● **Work instructions**:
A. From the article on pornography and prominent men, extract the passage from "Authorities now allege" to "because it’s addicting.", copying it word for word.
B. Answer these questions using the article on pornography and prominent men:
(i) In what year did Michael Soden resign as head of the Bank of Ireland?
(ii) At which university's Divinity School was Ronald Thiemann dean?
(iii) At which university and in which city is the Center for AIDS Research where James Weaver works?

● **Study text**:
* * *
Many men of power and prominence have been caught downloading dirty stuff onto their computers.
Michael Soden, head of the Bank of Ireland, resigned in 2004 after admitting he accessed pornography on his office computer.
A former dean of Harvard University’s Divinity School, Ronald Thiemann, had to resign nine years ago after authorities found adult sexual images on his university-owned computer.
A police officer in Madison, Wis., was suspended without pay last year for perusing pornography on an office computer.
Authorities now allege former Judge and Denver City Attorney Larry Manzanares has joined this group by downloading pornography onto a laptop computer that he is charged with stealing from the government.
“These are people who would not have walked into a pornography shop in their neighborhood,” said Mary Anne Layden, director of the University of Pennsylvania Sexual Trauma and Psychopathology Program. “But the Internet is anonymous.”
There is vigorous debate among pornography researchers about why people take the risk – and what the consequences are.
Some do it because Internet pornography is free, experts said. Or because they’re bored or anxious. Because it’s quick, others said, and because it’s addicting.
“It really is, in many ways, a mood-management type of device,” said James Weaver, a researcher with the Center for AIDS Research at Emory University in Atlanta.
“It’s a way to distract yourself very effectively from the pressures of your day – cheaper than gambling, less illegal than crack, not as problematic as trying to keep a bottle of Jack Daniels in the desk,” Weaver said.
Drug use and alcohol use, Weaver said, lead to changes in the reward system of the brain – causing physical dependence on a substance.
“There’s no evidence pornography does that,” he said.
* * *
● **Given information**:
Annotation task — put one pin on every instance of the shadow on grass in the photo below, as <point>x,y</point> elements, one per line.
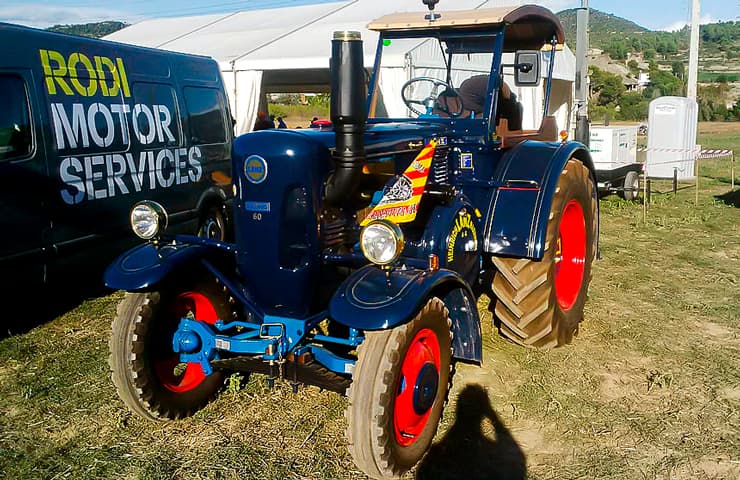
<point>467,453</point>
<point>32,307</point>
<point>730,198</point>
* * *
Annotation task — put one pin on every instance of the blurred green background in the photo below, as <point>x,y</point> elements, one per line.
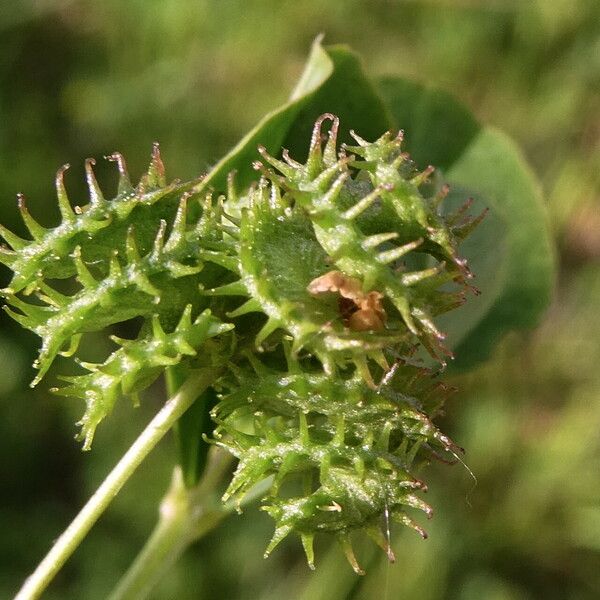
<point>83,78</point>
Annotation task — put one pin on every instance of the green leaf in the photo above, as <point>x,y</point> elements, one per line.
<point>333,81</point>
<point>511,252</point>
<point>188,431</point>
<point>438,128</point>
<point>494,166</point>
* * *
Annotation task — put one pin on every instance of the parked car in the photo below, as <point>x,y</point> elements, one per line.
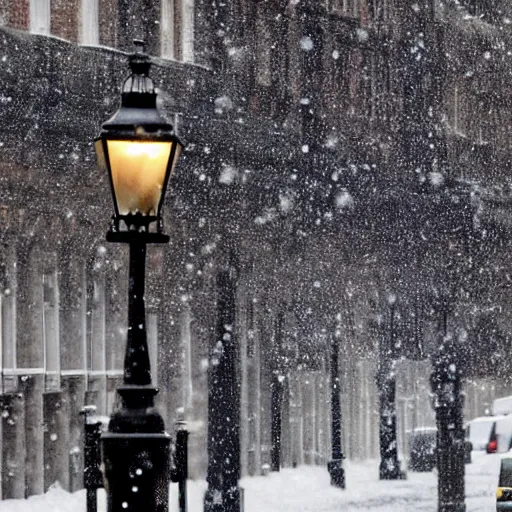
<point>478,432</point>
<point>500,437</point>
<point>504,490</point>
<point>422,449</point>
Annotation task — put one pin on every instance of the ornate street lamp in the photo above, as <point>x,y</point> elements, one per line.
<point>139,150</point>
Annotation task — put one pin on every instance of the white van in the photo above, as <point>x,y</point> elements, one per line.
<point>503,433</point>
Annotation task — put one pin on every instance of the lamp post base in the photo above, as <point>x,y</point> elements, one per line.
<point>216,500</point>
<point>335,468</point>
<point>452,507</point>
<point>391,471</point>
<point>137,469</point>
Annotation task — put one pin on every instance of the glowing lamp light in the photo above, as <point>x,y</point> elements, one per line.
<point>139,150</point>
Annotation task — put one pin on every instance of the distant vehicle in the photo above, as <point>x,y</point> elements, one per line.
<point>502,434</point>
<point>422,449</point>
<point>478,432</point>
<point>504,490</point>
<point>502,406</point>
* * *
● **Set of answers**:
A.
Authorities now allege former Judge and Denver City Attorney Larry Manzanares has joined this group by downloading pornography onto a laptop computer that he is charged with stealing from the government.
“These are people who would not have walked into a pornography shop in their neighborhood,” said Mary Anne Layden, director of the University of Pennsylvania Sexual Trauma and Psychopathology Program. “But the Internet is anonymous.”
There is vigorous debate among pornography researchers about why people take the risk – and what the consequences are.
Some do it because Internet pornography is free, experts said. Or because they’re bored or anxious. Because it’s quick, others said, and because it’s addicting.

B.
(i) 2004
(ii) Harvard University
(iii) Emory University in Atlanta